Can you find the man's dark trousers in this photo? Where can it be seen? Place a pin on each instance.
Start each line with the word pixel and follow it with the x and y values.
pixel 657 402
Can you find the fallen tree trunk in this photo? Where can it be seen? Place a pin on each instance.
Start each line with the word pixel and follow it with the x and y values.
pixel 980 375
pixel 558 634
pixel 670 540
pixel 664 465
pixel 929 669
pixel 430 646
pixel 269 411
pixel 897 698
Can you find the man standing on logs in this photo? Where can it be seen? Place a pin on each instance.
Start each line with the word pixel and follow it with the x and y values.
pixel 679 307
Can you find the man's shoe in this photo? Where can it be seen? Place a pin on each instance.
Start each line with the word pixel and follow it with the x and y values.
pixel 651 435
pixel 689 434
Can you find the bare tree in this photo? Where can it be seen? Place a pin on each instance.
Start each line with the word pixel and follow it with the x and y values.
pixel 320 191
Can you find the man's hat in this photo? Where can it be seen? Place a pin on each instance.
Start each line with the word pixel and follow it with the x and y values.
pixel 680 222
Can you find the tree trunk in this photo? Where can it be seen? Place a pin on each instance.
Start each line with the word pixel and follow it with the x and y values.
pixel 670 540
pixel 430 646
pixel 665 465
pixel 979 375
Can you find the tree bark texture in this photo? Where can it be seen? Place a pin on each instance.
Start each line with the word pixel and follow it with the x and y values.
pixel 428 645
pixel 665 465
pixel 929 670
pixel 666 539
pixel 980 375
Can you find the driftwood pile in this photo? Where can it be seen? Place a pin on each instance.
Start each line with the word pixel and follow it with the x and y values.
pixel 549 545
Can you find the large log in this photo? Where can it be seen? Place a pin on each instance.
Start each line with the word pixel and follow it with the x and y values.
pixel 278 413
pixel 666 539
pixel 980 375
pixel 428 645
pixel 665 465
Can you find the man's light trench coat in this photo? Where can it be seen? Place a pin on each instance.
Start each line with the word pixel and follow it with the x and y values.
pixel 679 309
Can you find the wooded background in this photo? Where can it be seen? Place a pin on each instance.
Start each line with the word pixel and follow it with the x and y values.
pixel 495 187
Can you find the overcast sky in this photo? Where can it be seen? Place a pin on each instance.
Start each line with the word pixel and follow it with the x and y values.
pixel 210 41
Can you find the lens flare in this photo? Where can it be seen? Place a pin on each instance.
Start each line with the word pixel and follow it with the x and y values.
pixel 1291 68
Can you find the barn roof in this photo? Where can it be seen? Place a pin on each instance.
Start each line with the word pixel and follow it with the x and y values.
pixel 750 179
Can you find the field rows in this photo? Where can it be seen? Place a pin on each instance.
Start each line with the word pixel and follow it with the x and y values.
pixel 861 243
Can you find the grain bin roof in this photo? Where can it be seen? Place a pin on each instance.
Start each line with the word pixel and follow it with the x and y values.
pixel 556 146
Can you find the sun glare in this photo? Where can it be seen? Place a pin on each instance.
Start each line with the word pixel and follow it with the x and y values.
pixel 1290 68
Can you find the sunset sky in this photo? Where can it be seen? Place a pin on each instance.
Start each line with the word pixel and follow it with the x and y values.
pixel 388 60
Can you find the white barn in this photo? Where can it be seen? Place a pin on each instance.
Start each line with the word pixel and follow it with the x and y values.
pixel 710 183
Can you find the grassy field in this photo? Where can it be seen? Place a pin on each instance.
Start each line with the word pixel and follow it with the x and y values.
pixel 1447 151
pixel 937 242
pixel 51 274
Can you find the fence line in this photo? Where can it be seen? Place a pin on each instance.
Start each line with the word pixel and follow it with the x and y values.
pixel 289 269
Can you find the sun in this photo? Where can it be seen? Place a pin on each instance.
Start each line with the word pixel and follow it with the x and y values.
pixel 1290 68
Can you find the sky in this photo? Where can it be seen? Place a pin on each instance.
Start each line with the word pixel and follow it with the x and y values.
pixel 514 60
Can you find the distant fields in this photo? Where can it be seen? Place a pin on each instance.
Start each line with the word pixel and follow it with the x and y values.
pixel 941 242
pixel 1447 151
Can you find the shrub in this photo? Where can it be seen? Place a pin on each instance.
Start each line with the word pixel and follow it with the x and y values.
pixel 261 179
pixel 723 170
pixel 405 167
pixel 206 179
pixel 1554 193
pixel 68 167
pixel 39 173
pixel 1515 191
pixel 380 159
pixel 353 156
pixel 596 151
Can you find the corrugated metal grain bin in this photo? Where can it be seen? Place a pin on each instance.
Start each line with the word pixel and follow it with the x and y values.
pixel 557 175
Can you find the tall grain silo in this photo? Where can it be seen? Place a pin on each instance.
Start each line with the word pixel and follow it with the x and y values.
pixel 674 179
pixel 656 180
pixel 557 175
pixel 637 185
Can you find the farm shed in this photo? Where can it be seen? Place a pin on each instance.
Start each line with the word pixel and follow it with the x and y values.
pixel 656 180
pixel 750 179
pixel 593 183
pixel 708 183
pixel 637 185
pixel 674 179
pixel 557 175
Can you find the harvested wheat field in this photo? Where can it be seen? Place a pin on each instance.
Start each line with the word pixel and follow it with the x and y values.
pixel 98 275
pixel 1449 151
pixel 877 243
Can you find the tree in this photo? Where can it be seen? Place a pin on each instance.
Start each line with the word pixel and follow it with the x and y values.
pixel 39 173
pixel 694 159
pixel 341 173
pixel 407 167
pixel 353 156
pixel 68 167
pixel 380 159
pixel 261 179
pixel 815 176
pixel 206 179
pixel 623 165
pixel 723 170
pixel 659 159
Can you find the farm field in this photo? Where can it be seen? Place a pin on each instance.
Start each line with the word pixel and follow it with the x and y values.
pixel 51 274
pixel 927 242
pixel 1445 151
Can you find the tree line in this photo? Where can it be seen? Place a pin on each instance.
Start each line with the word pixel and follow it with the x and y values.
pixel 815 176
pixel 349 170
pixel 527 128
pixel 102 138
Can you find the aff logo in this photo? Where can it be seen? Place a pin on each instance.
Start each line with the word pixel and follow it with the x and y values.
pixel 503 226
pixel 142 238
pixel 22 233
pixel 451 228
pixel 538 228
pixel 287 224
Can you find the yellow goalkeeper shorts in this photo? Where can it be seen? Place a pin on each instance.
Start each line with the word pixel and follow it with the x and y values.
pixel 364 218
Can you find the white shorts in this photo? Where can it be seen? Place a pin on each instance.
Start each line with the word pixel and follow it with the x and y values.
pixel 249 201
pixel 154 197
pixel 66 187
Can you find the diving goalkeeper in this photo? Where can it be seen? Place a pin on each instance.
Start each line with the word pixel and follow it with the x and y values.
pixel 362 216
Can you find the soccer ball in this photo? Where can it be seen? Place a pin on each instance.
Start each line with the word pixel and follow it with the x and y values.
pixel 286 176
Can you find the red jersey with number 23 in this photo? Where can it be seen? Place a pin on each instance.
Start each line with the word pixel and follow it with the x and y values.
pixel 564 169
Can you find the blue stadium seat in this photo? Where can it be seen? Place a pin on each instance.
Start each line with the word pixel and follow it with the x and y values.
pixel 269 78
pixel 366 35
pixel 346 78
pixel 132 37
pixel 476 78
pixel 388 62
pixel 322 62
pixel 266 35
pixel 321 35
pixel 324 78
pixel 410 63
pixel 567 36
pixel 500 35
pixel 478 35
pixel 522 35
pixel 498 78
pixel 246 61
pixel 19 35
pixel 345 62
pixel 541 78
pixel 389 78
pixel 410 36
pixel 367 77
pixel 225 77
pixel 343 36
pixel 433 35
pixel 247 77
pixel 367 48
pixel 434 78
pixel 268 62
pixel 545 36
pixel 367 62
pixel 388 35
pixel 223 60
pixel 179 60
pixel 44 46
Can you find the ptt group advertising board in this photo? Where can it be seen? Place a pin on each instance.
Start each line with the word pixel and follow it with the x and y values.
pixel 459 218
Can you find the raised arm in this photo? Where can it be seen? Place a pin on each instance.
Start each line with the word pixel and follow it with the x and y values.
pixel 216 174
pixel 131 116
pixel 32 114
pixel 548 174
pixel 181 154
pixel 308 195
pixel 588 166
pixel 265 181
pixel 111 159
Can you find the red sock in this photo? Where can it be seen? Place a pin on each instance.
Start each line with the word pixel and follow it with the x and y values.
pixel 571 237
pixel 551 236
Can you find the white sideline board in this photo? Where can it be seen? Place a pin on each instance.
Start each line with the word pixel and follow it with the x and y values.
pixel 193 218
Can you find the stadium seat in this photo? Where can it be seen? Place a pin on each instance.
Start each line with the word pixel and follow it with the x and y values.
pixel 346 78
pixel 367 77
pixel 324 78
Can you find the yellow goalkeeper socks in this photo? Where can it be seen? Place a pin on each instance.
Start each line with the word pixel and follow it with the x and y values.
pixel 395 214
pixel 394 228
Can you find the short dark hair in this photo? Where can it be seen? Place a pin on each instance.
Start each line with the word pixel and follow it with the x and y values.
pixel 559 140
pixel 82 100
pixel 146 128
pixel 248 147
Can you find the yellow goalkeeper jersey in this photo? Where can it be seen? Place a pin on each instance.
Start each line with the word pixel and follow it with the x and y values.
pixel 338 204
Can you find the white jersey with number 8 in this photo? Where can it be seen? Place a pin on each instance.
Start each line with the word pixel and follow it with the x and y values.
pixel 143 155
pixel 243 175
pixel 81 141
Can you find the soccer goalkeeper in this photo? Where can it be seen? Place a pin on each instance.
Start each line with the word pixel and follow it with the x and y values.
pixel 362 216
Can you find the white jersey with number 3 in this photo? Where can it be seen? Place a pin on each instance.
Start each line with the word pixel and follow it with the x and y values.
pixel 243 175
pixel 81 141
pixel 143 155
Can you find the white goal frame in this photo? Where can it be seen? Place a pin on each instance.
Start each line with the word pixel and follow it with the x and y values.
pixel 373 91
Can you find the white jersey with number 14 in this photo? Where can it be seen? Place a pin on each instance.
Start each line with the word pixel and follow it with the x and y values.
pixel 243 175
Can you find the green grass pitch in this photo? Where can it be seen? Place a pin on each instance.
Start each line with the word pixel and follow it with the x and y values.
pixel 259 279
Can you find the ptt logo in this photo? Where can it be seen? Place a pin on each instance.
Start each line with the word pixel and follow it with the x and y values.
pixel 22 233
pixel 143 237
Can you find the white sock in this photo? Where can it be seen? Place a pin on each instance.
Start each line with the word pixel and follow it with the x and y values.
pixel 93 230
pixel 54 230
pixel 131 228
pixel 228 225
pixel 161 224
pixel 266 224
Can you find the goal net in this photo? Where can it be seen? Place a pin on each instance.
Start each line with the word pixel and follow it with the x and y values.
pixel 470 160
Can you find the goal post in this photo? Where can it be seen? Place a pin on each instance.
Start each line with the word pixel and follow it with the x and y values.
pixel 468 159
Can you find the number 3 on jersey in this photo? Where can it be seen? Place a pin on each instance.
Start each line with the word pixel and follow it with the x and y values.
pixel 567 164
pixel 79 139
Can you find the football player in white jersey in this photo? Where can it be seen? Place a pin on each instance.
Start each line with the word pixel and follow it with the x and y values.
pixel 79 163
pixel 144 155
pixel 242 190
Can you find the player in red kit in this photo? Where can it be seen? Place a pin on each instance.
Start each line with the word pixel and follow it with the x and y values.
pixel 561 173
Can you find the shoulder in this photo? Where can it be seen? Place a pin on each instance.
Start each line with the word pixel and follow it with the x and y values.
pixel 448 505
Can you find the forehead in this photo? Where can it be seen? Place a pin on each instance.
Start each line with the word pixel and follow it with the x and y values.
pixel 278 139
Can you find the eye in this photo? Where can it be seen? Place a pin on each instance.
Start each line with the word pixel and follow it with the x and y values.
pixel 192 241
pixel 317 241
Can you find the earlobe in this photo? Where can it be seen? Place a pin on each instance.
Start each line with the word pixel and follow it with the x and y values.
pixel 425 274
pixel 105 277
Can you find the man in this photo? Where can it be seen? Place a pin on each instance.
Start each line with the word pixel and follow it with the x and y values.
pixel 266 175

Exercise aim: Print the lines of the entries again without any change, starting at the line that contains "Can you find the driftwood" and ending at the line that contains "pixel 495 187", both included.

Written answer:
Can you find the driftwood pile in this photo? Where can it be seen? Place a pin on each instance.
Start each line with the word pixel and follow it with the x and y values.
pixel 549 545
Can you find the large log in this photo? Where can it be seen? Place a pin on each instance.
Start each line with the word pixel and follow it with the x and y values.
pixel 278 413
pixel 666 539
pixel 980 375
pixel 428 645
pixel 665 465
Can you find the man's light trench coat in this photo? Where can it be seen? Place a pin on each instance.
Start each line with the word pixel and follow it with the x and y values.
pixel 679 309
Can you find the wooded background in this photo? Where can it be seen? Place a pin on each instance.
Start each line with the word pixel and follow it with the x and y values.
pixel 495 187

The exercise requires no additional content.